[[ MATERIAL PROVIDED open ]]
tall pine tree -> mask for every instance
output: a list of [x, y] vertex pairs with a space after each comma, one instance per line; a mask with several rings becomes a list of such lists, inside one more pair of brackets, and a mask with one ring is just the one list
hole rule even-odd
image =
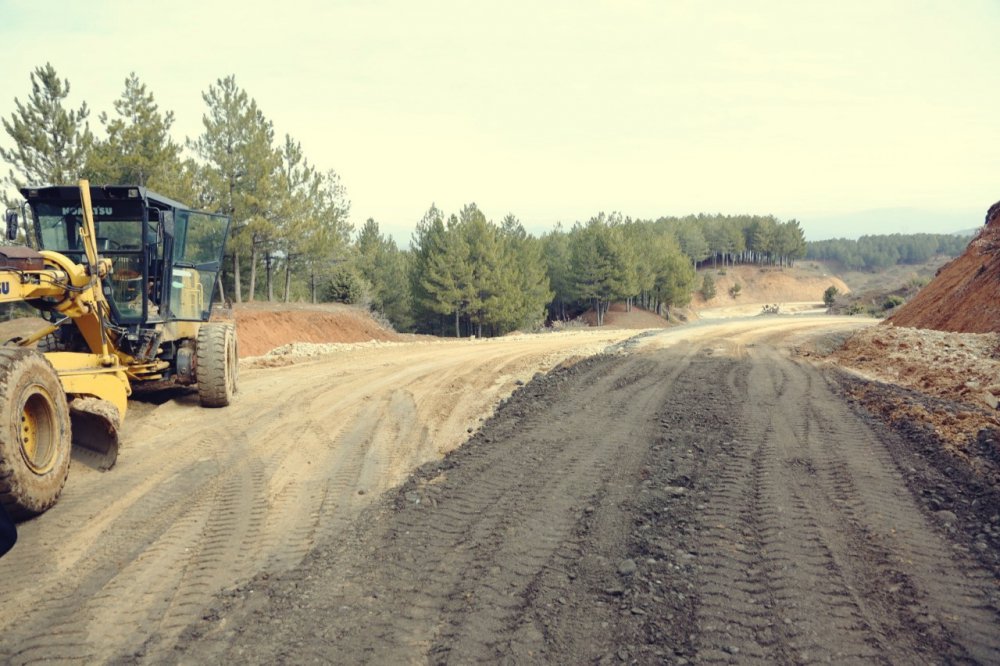
[[135, 72], [125, 79], [125, 90], [114, 102], [115, 116], [99, 116], [107, 137], [95, 141], [87, 156], [91, 182], [144, 185], [180, 201], [195, 203], [196, 169], [181, 160], [181, 146], [170, 136], [172, 111], [160, 111], [153, 93]]
[[4, 183], [14, 188], [26, 185], [74, 183], [84, 172], [93, 135], [87, 123], [87, 103], [67, 109], [69, 81], [60, 79], [46, 63], [31, 73], [31, 94], [26, 102], [14, 98], [15, 111], [3, 119], [3, 128], [14, 142], [0, 147], [2, 157], [13, 168]]
[[202, 99], [208, 106], [202, 117], [205, 129], [189, 145], [205, 161], [207, 201], [233, 218], [229, 250], [236, 301], [243, 300], [241, 256], [249, 260], [253, 300], [257, 253], [261, 239], [272, 229], [272, 190], [281, 166], [273, 147], [274, 129], [257, 102], [236, 84], [235, 76], [217, 80]]

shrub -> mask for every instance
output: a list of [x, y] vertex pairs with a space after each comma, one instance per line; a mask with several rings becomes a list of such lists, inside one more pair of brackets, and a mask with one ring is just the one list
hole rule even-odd
[[743, 291], [743, 285], [737, 282], [736, 284], [734, 284], [732, 287], [729, 288], [729, 295], [732, 296], [733, 298], [736, 298], [737, 296], [740, 295], [741, 291]]
[[863, 314], [864, 311], [865, 306], [861, 305], [861, 303], [854, 303], [851, 307], [847, 308], [847, 314], [849, 315]]
[[348, 266], [337, 266], [330, 273], [323, 288], [323, 300], [350, 305], [367, 305], [370, 287], [357, 271]]
[[715, 298], [715, 280], [708, 273], [701, 281], [701, 297], [706, 301]]
[[837, 294], [839, 293], [840, 290], [833, 285], [827, 287], [826, 291], [823, 292], [823, 305], [828, 308], [832, 308], [833, 304], [837, 301]]
[[902, 296], [898, 294], [889, 294], [886, 297], [885, 302], [882, 303], [882, 309], [891, 310], [898, 305], [902, 305], [904, 302], [905, 301]]

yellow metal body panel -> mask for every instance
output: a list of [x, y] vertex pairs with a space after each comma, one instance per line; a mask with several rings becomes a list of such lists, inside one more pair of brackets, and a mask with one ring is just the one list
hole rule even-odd
[[163, 325], [164, 340], [182, 340], [198, 337], [198, 328], [202, 325], [200, 321], [170, 321]]
[[56, 369], [67, 394], [107, 400], [118, 408], [118, 415], [125, 418], [128, 396], [132, 393], [125, 368], [103, 365], [99, 354], [49, 352], [45, 358]]
[[[100, 280], [88, 275], [85, 266], [58, 252], [43, 250], [40, 254], [48, 266], [45, 270], [0, 271], [0, 303], [52, 299], [52, 308], [76, 323], [90, 350], [100, 354], [106, 365], [113, 365], [114, 360], [108, 354], [112, 341], [108, 340], [101, 322], [101, 311], [108, 305], [101, 293]], [[102, 268], [106, 268], [103, 263]]]
[[173, 283], [170, 285], [171, 302], [180, 319], [201, 319], [205, 310], [205, 290], [201, 284], [201, 274], [194, 268], [175, 268]]

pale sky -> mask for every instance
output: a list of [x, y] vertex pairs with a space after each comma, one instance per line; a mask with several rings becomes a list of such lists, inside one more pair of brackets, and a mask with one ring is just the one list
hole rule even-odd
[[946, 233], [1000, 199], [998, 35], [997, 0], [0, 0], [0, 114], [51, 62], [100, 135], [134, 71], [183, 142], [234, 74], [404, 247], [469, 202]]

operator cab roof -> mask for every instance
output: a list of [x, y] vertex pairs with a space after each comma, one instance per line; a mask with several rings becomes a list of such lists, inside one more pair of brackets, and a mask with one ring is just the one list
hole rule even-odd
[[[33, 200], [47, 201], [80, 201], [80, 188], [77, 185], [50, 185], [46, 187], [22, 187], [21, 194], [29, 202]], [[152, 192], [139, 185], [91, 185], [90, 198], [96, 204], [109, 201], [143, 201], [147, 206], [161, 210], [182, 209], [188, 207], [179, 201], [174, 201], [162, 194]]]

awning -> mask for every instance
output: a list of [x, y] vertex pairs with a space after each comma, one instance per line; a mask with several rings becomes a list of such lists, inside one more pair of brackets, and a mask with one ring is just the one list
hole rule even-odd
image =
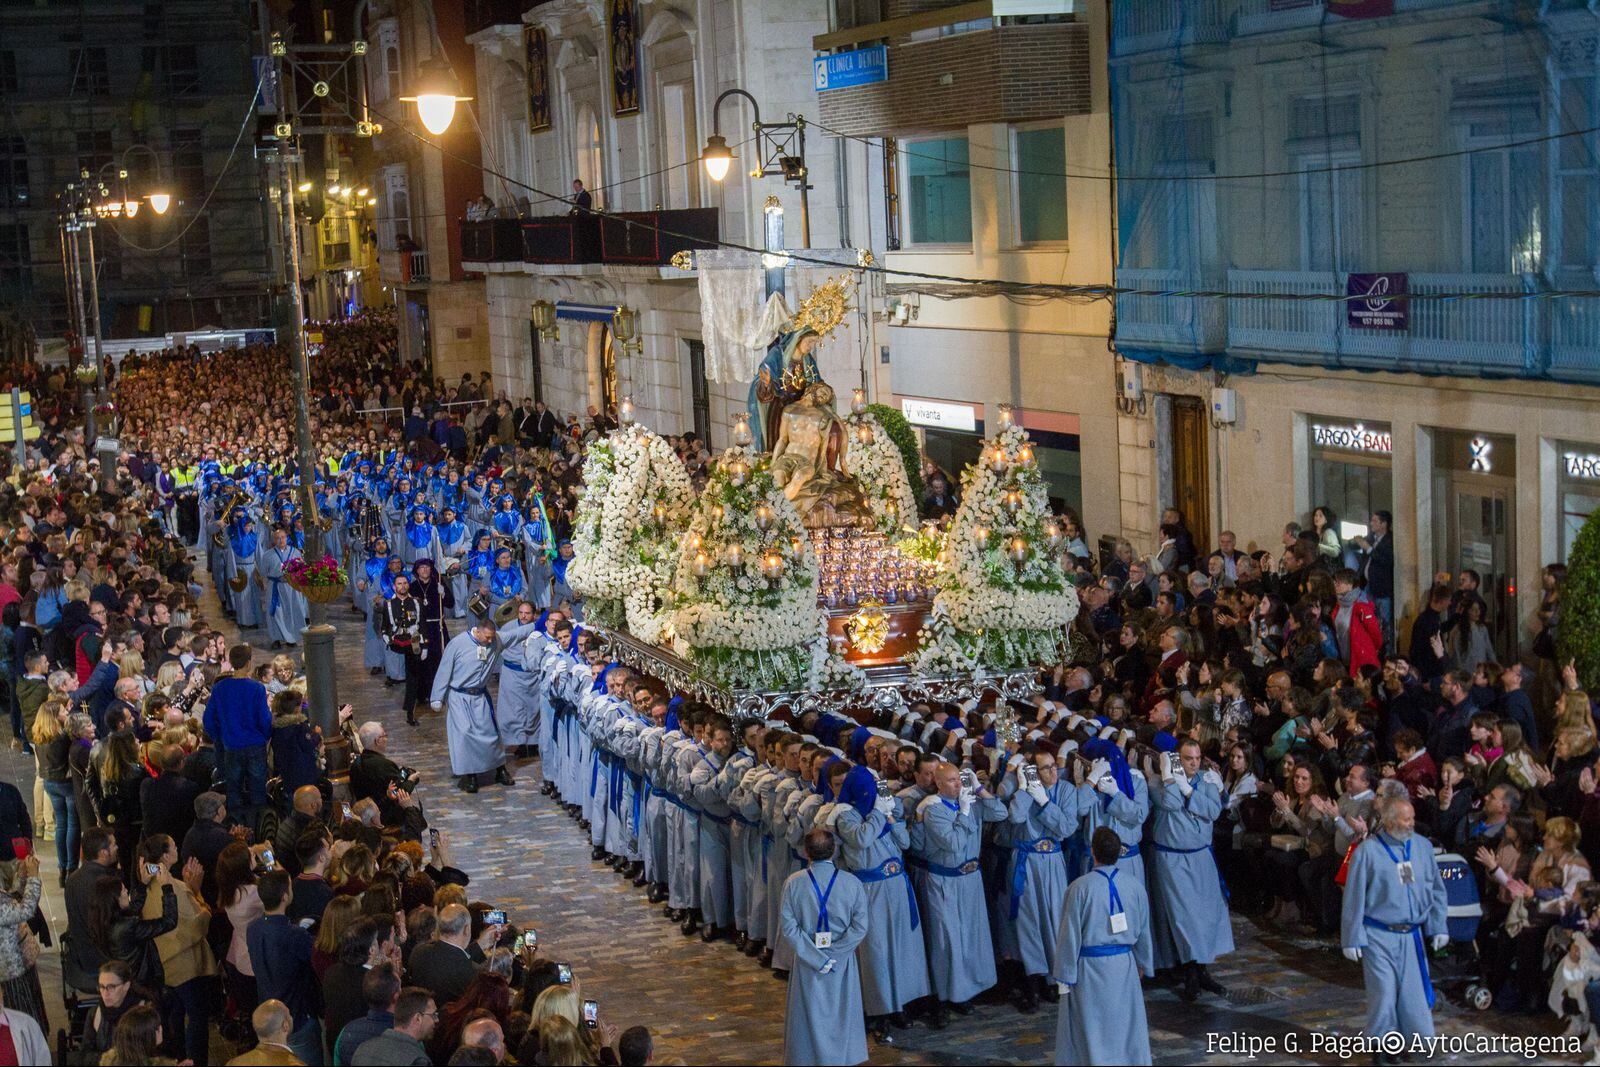
[[609, 323], [611, 317], [617, 313], [615, 304], [574, 304], [566, 300], [556, 301], [556, 318], [571, 319], [575, 322], [604, 322]]

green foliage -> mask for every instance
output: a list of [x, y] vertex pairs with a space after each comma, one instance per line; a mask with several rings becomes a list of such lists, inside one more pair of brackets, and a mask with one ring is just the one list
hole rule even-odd
[[922, 453], [917, 448], [917, 431], [911, 428], [904, 415], [887, 404], [868, 404], [867, 410], [878, 417], [878, 423], [900, 450], [900, 459], [906, 465], [906, 481], [911, 483], [911, 496], [921, 507]]
[[1600, 690], [1600, 512], [1584, 521], [1567, 558], [1556, 654], [1558, 662], [1577, 665], [1579, 685]]

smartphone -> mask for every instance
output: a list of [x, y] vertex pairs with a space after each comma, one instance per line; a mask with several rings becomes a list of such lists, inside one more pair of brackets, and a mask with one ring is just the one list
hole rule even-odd
[[350, 802], [348, 800], [344, 802], [344, 817], [347, 819], [355, 818], [355, 813], [350, 810]]
[[275, 862], [276, 861], [274, 861], [273, 858], [272, 858], [272, 850], [270, 848], [269, 849], [263, 849], [262, 853], [261, 853], [261, 866], [263, 866], [263, 867], [271, 867], [271, 866], [274, 865]]
[[600, 1002], [598, 1000], [586, 1000], [583, 1002], [583, 1025], [591, 1030], [600, 1025]]
[[439, 831], [438, 831], [437, 828], [429, 829], [429, 831], [428, 831], [428, 845], [435, 852], [439, 851]]
[[147, 864], [145, 864], [144, 865], [144, 873], [148, 874], [150, 877], [154, 878], [156, 875], [161, 873], [161, 864], [159, 864], [159, 863], [147, 863]]
[[486, 911], [483, 913], [483, 922], [485, 926], [504, 926], [506, 924], [506, 913], [498, 908], [494, 911]]
[[538, 948], [539, 947], [539, 931], [537, 931], [537, 930], [524, 930], [522, 932], [522, 943], [525, 946], [527, 946], [528, 948]]
[[572, 984], [572, 964], [556, 964], [556, 981], [560, 982], [562, 985]]

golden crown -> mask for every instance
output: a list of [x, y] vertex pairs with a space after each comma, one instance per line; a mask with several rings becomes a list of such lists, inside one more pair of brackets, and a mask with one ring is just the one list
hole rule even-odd
[[829, 278], [806, 297], [795, 312], [792, 324], [795, 330], [811, 330], [827, 337], [839, 328], [850, 310], [850, 297], [855, 295], [856, 281], [848, 274]]

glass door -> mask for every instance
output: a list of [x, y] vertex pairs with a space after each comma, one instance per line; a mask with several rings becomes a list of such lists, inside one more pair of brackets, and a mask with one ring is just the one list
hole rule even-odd
[[[1502, 662], [1517, 656], [1517, 606], [1514, 532], [1515, 487], [1510, 479], [1440, 472], [1439, 499], [1445, 525], [1440, 565], [1452, 575], [1474, 570], [1478, 592], [1489, 606], [1485, 623]], [[1471, 670], [1475, 664], [1461, 664]]]

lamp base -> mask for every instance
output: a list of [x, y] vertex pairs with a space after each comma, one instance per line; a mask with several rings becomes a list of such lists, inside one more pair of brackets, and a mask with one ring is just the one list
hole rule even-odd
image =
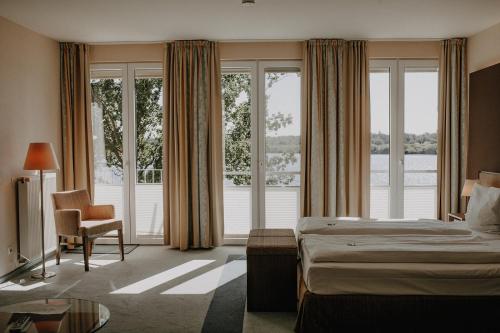
[[38, 272], [38, 273], [31, 274], [31, 278], [35, 279], [35, 280], [44, 280], [44, 279], [51, 278], [53, 276], [56, 276], [56, 273], [54, 273], [54, 272], [45, 272], [45, 273]]

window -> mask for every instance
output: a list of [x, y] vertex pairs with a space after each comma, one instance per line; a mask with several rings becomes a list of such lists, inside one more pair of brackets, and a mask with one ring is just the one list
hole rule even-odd
[[300, 207], [300, 72], [266, 69], [265, 226], [293, 228]]
[[91, 67], [95, 203], [113, 204], [132, 243], [163, 239], [161, 64]]
[[294, 228], [300, 194], [300, 62], [222, 66], [226, 238]]
[[252, 186], [256, 178], [252, 174], [255, 70], [252, 63], [235, 65], [224, 68], [222, 73], [224, 232], [245, 235], [252, 227]]
[[438, 65], [370, 62], [370, 215], [435, 218]]

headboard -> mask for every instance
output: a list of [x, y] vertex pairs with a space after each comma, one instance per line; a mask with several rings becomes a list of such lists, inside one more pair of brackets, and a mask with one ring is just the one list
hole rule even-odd
[[500, 173], [481, 171], [479, 173], [479, 184], [500, 188]]
[[469, 80], [467, 178], [481, 170], [500, 172], [500, 64], [474, 72]]

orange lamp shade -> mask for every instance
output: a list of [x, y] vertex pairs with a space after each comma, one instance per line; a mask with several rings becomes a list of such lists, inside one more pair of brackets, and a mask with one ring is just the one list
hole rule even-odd
[[30, 143], [26, 160], [24, 161], [24, 170], [57, 170], [56, 154], [50, 142]]
[[472, 194], [472, 188], [474, 187], [474, 184], [479, 183], [479, 179], [466, 179], [464, 188], [462, 189], [462, 196], [463, 197], [470, 197]]

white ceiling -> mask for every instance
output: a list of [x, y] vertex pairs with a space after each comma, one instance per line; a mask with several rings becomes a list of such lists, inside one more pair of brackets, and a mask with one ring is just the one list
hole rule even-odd
[[432, 39], [500, 22], [500, 0], [0, 0], [0, 15], [56, 40]]

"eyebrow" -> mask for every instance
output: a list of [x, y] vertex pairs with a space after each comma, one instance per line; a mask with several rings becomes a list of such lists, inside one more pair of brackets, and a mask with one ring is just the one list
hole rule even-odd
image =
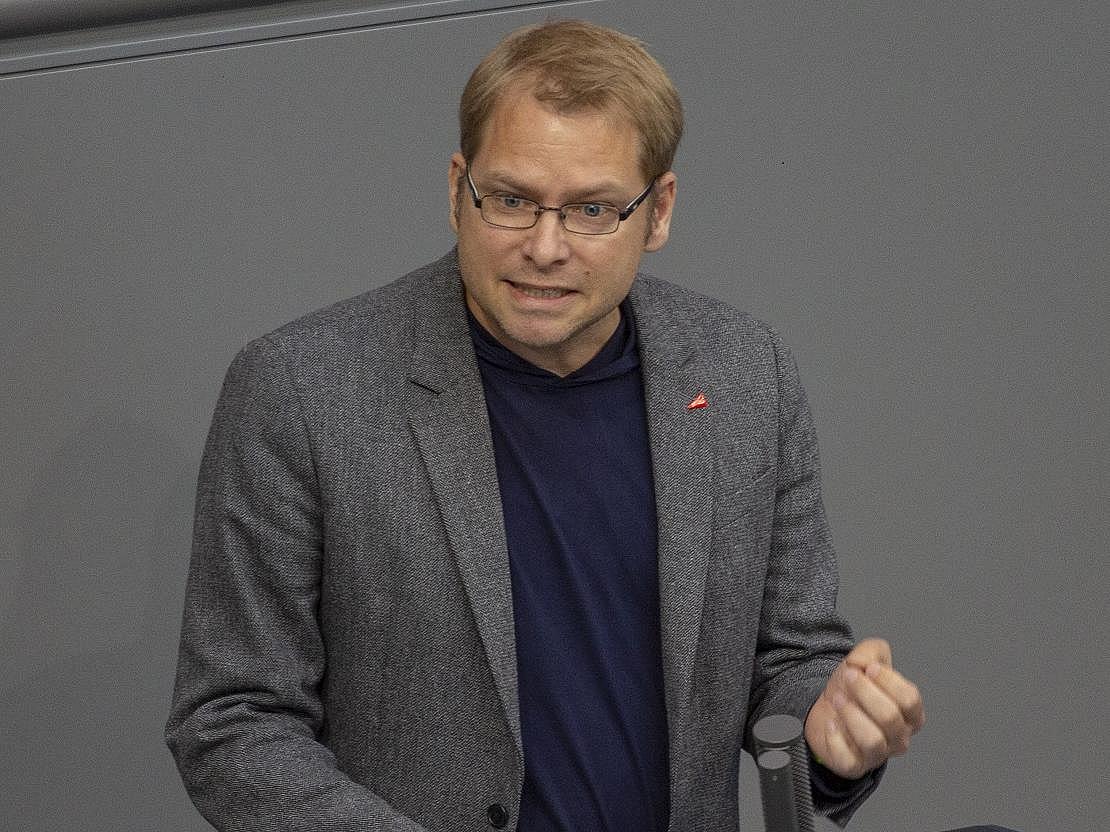
[[[523, 196], [536, 196], [534, 188], [520, 182], [509, 173], [490, 171], [483, 174], [482, 179], [486, 182], [486, 186], [493, 190], [510, 190], [516, 191]], [[572, 191], [564, 204], [588, 201], [591, 199], [604, 200], [605, 202], [616, 204], [622, 200], [627, 201], [624, 196], [626, 190], [627, 188], [619, 182], [603, 179], [601, 182], [589, 188], [583, 188], [580, 191]], [[538, 202], [538, 200], [534, 201]]]

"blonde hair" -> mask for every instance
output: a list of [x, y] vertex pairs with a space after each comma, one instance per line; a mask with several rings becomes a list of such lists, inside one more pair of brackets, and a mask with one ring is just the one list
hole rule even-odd
[[612, 112], [627, 118], [649, 179], [671, 169], [682, 138], [682, 102], [643, 43], [584, 20], [551, 20], [511, 32], [482, 59], [459, 101], [459, 147], [469, 162], [490, 115], [524, 85], [556, 112]]

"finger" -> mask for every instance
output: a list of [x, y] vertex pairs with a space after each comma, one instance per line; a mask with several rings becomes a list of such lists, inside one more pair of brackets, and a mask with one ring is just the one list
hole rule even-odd
[[914, 729], [902, 716], [898, 703], [867, 674], [852, 669], [846, 676], [850, 678], [847, 700], [882, 733], [887, 753], [906, 753]]
[[855, 780], [867, 771], [856, 750], [844, 734], [837, 719], [825, 723], [825, 748], [821, 764], [847, 780]]
[[845, 676], [848, 678], [846, 701], [855, 705], [882, 733], [887, 753], [906, 753], [913, 728], [907, 723], [898, 703], [868, 674], [851, 668]]
[[920, 731], [925, 724], [925, 704], [917, 685], [894, 668], [878, 663], [869, 665], [865, 673], [868, 679], [897, 704], [911, 733]]
[[858, 679], [867, 669], [866, 665], [858, 666], [850, 663], [847, 659], [842, 661], [833, 671], [832, 676], [826, 683], [829, 693], [844, 693], [847, 694], [851, 689], [852, 684]]
[[886, 735], [855, 702], [842, 703], [837, 709], [837, 719], [845, 742], [855, 749], [863, 766], [861, 774], [878, 767], [890, 756]]

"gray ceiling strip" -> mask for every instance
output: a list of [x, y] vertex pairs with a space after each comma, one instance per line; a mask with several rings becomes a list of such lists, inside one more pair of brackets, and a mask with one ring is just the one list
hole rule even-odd
[[[333, 34], [401, 23], [426, 22], [473, 14], [571, 7], [604, 0], [433, 0], [432, 2], [380, 4], [290, 16], [283, 4], [235, 9], [127, 26], [107, 26], [78, 32], [15, 38], [0, 41], [0, 76], [74, 69], [121, 60], [165, 56], [201, 49]], [[311, 4], [309, 4], [311, 6]], [[281, 12], [285, 12], [282, 14]]]
[[0, 0], [0, 39], [279, 2], [283, 0]]

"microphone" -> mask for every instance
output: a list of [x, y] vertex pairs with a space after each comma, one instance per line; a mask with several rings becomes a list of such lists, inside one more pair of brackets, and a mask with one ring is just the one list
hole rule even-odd
[[765, 716], [752, 728], [759, 795], [766, 832], [814, 832], [809, 755], [802, 722], [787, 714]]

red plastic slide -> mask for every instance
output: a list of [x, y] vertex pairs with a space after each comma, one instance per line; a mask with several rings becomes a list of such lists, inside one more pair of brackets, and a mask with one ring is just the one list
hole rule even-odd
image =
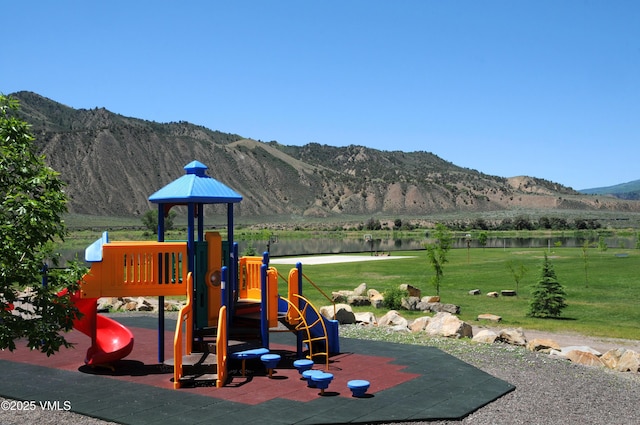
[[91, 338], [84, 362], [88, 365], [105, 365], [123, 359], [133, 349], [133, 334], [120, 323], [96, 313], [96, 298], [80, 298], [79, 293], [71, 296], [76, 307], [83, 314], [73, 323], [73, 327]]

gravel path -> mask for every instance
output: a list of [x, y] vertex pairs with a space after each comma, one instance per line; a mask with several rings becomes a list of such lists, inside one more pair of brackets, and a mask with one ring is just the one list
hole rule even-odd
[[[356, 331], [354, 331], [356, 332]], [[357, 332], [362, 332], [358, 330]], [[379, 331], [377, 331], [379, 332]], [[532, 339], [533, 333], [527, 334]], [[561, 345], [590, 345], [603, 339], [575, 334], [536, 335], [556, 339]], [[376, 335], [363, 335], [374, 338]], [[379, 337], [379, 335], [377, 335]], [[395, 336], [393, 337], [395, 338]], [[605, 340], [612, 346], [632, 348], [640, 341]], [[473, 344], [437, 339], [432, 343], [445, 352], [516, 386], [516, 390], [472, 413], [447, 424], [638, 424], [640, 423], [640, 373], [620, 373], [572, 364], [503, 344]], [[0, 423], [98, 425], [110, 422], [72, 412], [0, 410]], [[405, 422], [405, 425], [424, 422]]]

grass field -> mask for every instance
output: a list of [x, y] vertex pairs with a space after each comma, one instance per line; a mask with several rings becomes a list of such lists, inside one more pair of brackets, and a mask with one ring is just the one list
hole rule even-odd
[[[640, 251], [588, 249], [585, 273], [582, 249], [552, 249], [548, 255], [567, 292], [569, 306], [563, 310], [560, 319], [538, 319], [528, 317], [526, 313], [531, 285], [540, 277], [544, 252], [544, 249], [452, 250], [444, 269], [441, 301], [459, 305], [460, 317], [468, 322], [474, 322], [479, 314], [492, 313], [502, 317], [501, 326], [504, 327], [640, 339]], [[435, 295], [435, 288], [429, 283], [432, 271], [425, 251], [393, 255], [406, 258], [307, 266], [303, 262], [303, 272], [329, 295], [332, 291], [354, 289], [362, 282], [380, 292], [407, 283], [420, 288], [423, 295]], [[518, 295], [487, 297], [487, 292], [516, 289], [513, 275], [507, 268], [509, 261], [527, 268], [517, 288]], [[278, 265], [277, 268], [283, 273], [290, 266]], [[469, 295], [473, 289], [479, 289], [482, 294]], [[327, 304], [326, 299], [307, 283], [304, 293], [316, 305]], [[354, 310], [372, 311], [372, 308]], [[384, 312], [375, 313], [381, 316]], [[409, 311], [402, 314], [407, 318], [423, 315]]]

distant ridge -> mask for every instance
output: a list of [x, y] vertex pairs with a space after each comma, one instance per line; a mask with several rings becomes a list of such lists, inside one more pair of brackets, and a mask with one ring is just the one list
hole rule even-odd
[[ MATERIAL PROVIDED closed ]]
▶ _YOUR OBJECTIVE_: Copy all the lines above that hold the string "lamp".

▶ _SOLUTION_:
lamp base -> mask for every instance
orange lamp shade -> mask for every instance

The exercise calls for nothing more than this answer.